Según el pasaje citado sobre Feuerbach, ¿en qué obra inicia este la explicación crítico-genética de la fe?

Pasaje citado –
•••••
Feuerbach inicia la explicación crítico-genética de la fe, que la reduce a pura sustancia antropológica, en su obra La esencia del cristianismo. La conciencia que el hombre tiene de su totalidad se expresa en la Trinidad, que recoge los rasgos del hombre, hipostasiados en las personas divinas, en sí inexistentes. El hombre ha proyectado su constitución en la Trinidad imaginada, una verdadera hemorragia de su naturaleza. La conciencia que el hombre tiene de sí se realiza en la unidad completa del yo y del tú, que da lugar a la imaginación del Padre y del Hijo, la inteligencia y el amor, esto es, el hombre como espíritu en su compleción. Y el Espíritu Santo representa el amor mutuo del yo y el tú, la comunidad, aunque para Feuerbach tiene menor importancia, y lo decisivo es el yo y el tú, y un tercero rompe la dualidad básica del amor interpersonal. La necesidad humana de un tú muestra que ningún ser posee la perfección, y sólo la unidad con el semejante otorga la verdad; la esencia humana no está en la individualidad, sino en el género humano, siendo el hombre un ser genérico que sólo se logra en la totalidad. Enfatizando el carácter dialógico del hombre, Feuerbach disuelve al mismo tiempo la irreductibilidad de la persona ahogada en la especie.
•••••
Líneas de datos –
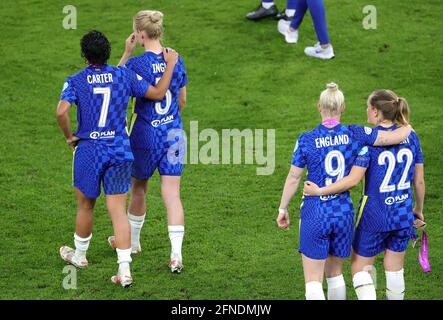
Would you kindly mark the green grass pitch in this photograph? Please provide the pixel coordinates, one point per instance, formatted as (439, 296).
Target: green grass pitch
(241, 75)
•••••
Respuesta escrita – En *La esencia del cristianismo*.